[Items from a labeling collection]

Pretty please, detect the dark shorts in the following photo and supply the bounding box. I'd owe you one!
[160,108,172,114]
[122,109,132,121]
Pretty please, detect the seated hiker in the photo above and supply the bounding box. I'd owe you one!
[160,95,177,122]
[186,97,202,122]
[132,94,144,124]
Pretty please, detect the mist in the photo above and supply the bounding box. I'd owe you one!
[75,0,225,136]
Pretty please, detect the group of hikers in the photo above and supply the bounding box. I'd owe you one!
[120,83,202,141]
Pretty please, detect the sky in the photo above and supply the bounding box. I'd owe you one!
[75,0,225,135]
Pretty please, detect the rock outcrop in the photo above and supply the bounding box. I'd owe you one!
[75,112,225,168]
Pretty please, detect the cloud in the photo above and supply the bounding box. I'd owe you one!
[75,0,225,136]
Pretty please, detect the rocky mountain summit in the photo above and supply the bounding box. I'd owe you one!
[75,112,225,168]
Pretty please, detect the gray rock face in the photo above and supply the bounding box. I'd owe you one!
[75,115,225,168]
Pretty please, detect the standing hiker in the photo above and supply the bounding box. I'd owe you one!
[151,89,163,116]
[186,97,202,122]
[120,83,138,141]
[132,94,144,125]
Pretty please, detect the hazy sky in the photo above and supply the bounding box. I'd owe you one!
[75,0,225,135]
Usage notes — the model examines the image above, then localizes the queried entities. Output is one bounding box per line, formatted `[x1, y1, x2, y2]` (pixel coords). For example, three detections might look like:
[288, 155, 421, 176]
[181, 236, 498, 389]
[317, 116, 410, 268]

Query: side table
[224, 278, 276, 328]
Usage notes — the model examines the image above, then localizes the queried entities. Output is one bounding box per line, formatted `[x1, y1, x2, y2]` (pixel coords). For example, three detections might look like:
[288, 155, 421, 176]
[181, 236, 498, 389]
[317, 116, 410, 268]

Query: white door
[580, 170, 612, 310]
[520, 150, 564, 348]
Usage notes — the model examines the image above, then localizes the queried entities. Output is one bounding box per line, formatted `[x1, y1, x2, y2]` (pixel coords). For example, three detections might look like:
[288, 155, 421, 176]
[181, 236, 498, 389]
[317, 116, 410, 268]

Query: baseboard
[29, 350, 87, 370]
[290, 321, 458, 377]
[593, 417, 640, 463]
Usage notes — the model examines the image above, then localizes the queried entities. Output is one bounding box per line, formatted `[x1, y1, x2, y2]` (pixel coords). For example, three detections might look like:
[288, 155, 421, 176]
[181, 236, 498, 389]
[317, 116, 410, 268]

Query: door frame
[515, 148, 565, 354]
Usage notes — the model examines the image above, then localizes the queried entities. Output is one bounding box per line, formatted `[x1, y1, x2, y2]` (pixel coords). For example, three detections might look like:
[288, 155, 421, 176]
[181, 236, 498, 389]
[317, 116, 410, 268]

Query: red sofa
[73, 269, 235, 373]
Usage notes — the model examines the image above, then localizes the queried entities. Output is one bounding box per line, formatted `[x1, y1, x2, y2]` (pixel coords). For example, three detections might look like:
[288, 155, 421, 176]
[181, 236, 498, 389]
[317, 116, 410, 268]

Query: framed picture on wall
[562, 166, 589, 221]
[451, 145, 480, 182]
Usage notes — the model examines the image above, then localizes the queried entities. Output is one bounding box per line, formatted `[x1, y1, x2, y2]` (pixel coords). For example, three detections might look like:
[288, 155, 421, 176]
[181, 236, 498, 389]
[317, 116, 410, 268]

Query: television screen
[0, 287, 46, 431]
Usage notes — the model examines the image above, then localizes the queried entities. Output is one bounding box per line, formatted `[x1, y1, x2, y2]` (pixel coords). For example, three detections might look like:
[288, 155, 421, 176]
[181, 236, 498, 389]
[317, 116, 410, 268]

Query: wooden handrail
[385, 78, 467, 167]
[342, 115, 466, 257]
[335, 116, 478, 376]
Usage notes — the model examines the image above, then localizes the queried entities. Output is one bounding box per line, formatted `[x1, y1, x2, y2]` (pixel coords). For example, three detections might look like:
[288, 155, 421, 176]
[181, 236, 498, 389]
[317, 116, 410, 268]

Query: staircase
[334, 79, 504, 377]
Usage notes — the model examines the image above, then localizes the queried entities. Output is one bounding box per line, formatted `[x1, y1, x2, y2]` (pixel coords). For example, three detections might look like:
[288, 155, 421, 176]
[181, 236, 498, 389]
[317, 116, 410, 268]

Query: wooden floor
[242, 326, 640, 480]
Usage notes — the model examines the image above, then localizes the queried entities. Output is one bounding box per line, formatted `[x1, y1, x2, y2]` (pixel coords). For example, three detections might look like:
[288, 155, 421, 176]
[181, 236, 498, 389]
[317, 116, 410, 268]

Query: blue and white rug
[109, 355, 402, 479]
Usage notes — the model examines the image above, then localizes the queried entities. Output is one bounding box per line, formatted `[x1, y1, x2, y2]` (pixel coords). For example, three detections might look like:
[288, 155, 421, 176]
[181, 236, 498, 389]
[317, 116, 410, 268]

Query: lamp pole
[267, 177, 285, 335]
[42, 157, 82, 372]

▶ [Task to carry out]: Rewrite the records, changing every "bounding box" to "enclosing rectangle" and leaving everything else as it is.

▶ [Exercise answer]:
Pretty please, detect the dark shorts in the following photo and supply the enclosing rectangle. I'd owe you one!
[160,108,172,114]
[122,109,132,121]
Pretty please, detect the seated hiker in the photo above and supply the enclosing rectangle. I'd owe you one!
[160,95,177,122]
[186,97,202,122]
[132,94,144,124]
Pretty please, detect the mist in the photo above and supply the enclosing rectangle. I'd owe you one!
[75,0,225,136]
Pretty please, detect the group of hikers in the photo above and supply the enclosing rectangle. I'd owe you one!
[120,83,202,141]
Pretty please, detect the sky in the photo above and supply the enclosing rectangle. I'd owe you one!
[75,0,225,135]
Pretty please, detect the rock outcrop in the photo above and supply the enclosing rectangle. I'd owe you one!
[75,112,225,168]
Pretty please, detect the cloud in the photo above and supply the enclosing rectangle. I'd owe you one!
[75,0,225,136]
Pretty please, detect the rocky mountain summit in the photo above and supply the enclosing rectangle. I'd owe you one!
[75,112,225,168]
Pretty please, detect the gray rock face in the photo above and supply the enclosing rectangle. I'd owe you one!
[75,115,225,168]
Pretty please, detect the standing hiker in the photo above and supply the enclosing rectangle. I'd owe you one!
[151,89,163,116]
[186,97,202,122]
[120,83,138,141]
[132,94,144,125]
Pretty please, detect the hazy sky in the photo above and supply the enclosing rectangle. I'd owe you one!
[75,0,225,135]
Usage notes — the model examines the image above, then localizes the queried entities. Output is one enclosing rectangle per line, formatted `[x1, y1, x2, y2]` (pixel coords). For example, three detections might look like:
[288, 155, 421, 176]
[181, 236, 498, 389]
[317, 116, 410, 268]

Query: side table
[224, 278, 276, 328]
Usage notes — the model examines the image above, then localizes the queried entities. Output is one enclosing rectangle per line, formatted `[x1, y1, x2, y2]` (pixel coords). For example, three detections might look like:
[288, 155, 421, 176]
[181, 236, 498, 389]
[317, 116, 410, 268]

Query: white door
[580, 170, 612, 310]
[520, 150, 564, 348]
Usage notes — the model examines the image above, then localizes the queried entities. Output is one enclosing rectangle per line, formatted `[x1, y1, x2, y2]` (pixel coords). For example, three detections might look like:
[288, 155, 421, 176]
[181, 236, 498, 389]
[317, 116, 410, 268]

Query: baseboard
[29, 350, 87, 370]
[290, 321, 458, 377]
[593, 417, 640, 463]
Usage notes — the model examines the image above, then localizes the queried entities. Output is one enclosing rectangle per line, formatted `[x1, y1, x2, y2]` (pixel coords). For example, three detections might look like:
[288, 155, 421, 176]
[181, 236, 498, 389]
[317, 116, 410, 268]

Query: door frame
[515, 148, 565, 354]
Usage notes — the model examines the image above, then localizes the queried entities. Output is one enclosing rectangle per line, formatted `[x1, y1, x2, y2]` (pixel coords). For example, three detections might look like:
[288, 155, 421, 176]
[181, 236, 498, 389]
[317, 116, 410, 268]

Query: red sofa
[73, 269, 235, 373]
Usage notes — the model examines the image above, then localizes the queried entities. Output is one enclosing rectangle per line, formatted `[x1, y1, x2, y2]` (pixel coords). For example, three detections might look like:
[288, 155, 421, 176]
[181, 236, 498, 389]
[317, 116, 410, 268]

Query: framed picture on wall
[562, 166, 589, 221]
[451, 145, 480, 182]
Usage notes — the model examines the image above, then localizes the queried entities. Output is one enclosing rectangle per line, formatted `[x1, y1, x2, y2]` (pixel coords). For example, three detections might look like:
[288, 155, 421, 176]
[181, 236, 498, 389]
[317, 116, 410, 268]

Query: television screen
[0, 287, 46, 431]
Usage notes — the model examines the image above, then localizes the queried entities. Output is one enclosing rectangle per line, formatted `[x1, y1, x2, y2]` (pixel coords). For example, three detections might look like:
[288, 155, 421, 176]
[181, 236, 498, 389]
[317, 116, 410, 268]

Query: wooden handrail
[385, 78, 467, 167]
[342, 115, 466, 257]
[335, 116, 478, 376]
Usage notes — the model examines the image above, then localizes the queried entities. Output is one enclosing rectangle per line, formatted `[x1, y1, x2, y2]` (pixel coords). For example, three detections might look like:
[288, 155, 421, 176]
[181, 236, 498, 389]
[317, 116, 410, 268]

Query: staircase
[334, 79, 504, 377]
Usage notes — the model examines the image above, then localizes the queried entities. Output is one enclosing rectangle per line, formatted `[x1, y1, x2, y2]` (pixel coords). For example, three detections might look like:
[288, 155, 421, 176]
[181, 236, 498, 389]
[317, 116, 410, 268]

Query: wooden floor
[242, 326, 640, 480]
Usage notes — the model examines the image above, then localizes the queried entities. Output is one enclosing rectangle per line, formatted `[x1, y1, x2, y2]` (pixel coords). For example, three detections might look like:
[288, 155, 421, 176]
[181, 236, 498, 389]
[317, 116, 410, 268]

Query: blue and white rug
[109, 355, 402, 479]
Usage notes — the model examines the image above, then localizes the queried entities. Output is one enclosing rectangle per line, formatted `[x1, y1, x2, y2]` (pixel coords). For example, three detections might look like:
[288, 155, 421, 176]
[181, 236, 498, 389]
[317, 116, 410, 268]

Query: lamp pole
[267, 177, 285, 335]
[42, 157, 82, 372]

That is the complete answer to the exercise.